── PASSAGE SHOWN
Furthermore, if we want our schools to prepare students for the challenges they will face after they leave, we must constantly pose challenges in school that force them to invoke a variety of intelligences.
 
These challenges should have different kinds of solutions, they should involve a variety of intelligences, they should encourage collaboration, and they should provide opportunities for reflection. In other words, to make our assessments more compatible with Multiple Intelligences, we must make them more authentic and more oriented toward performance.
At the same time, we want to foster the intrapersonal intelligence as well. To do so, we must pose problems and situations for students that evoke performances, and then encapsulate the resulting work in portfolios and help the students reflect on that work. If students leave school with plenty of practice self-consciously solving many types of problems, they will be better equipped to solve novel problems in the working world by drawing on a more complete understanding of themselves and their strengths and weaknesses.
Implications of the Theory of
Multiple Intelligences for Multicultural Education
Finally, we turn to the implications of this theory of for multicultural education. I raise two questions in this regard. First, do different cultural or ethnic groups manifest different intellectual endowments? Second, what does our analysis of school from the standpoint of Multiple Intelligences suggest for the bilingual student?
────
WRITTEN INSTRUCTION A: In the Multiple Intelligences passage, what should happen to the work students produce in response to the problems and situations they're given?
WRITTEN INSTRUCTION B: Write out the stretch of the Multiple Intelligences passage from "Implications of the" through "the bilingual student?", word for word.
Use only the Multiple Intelligences passage for your answers.
── GIVEN MATERIAL
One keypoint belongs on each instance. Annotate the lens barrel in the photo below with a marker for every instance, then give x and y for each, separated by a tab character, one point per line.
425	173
────
EXERCISE RESPONSE A: It should be collected in portfolios, and students should be helped to reflect on it.

EXERCISE RESPONSE B:
Implications of the Theory of
Multiple Intelligences for Multicultural Education
Finally, we turn to the implications of this theory of for multicultural education. I raise two questions in this regard. First, do different cultural or ethnic groups manifest different intellectual endowments? Second, what does our analysis of school from the standpoint of Multiple Intelligences suggest for the bilingual student?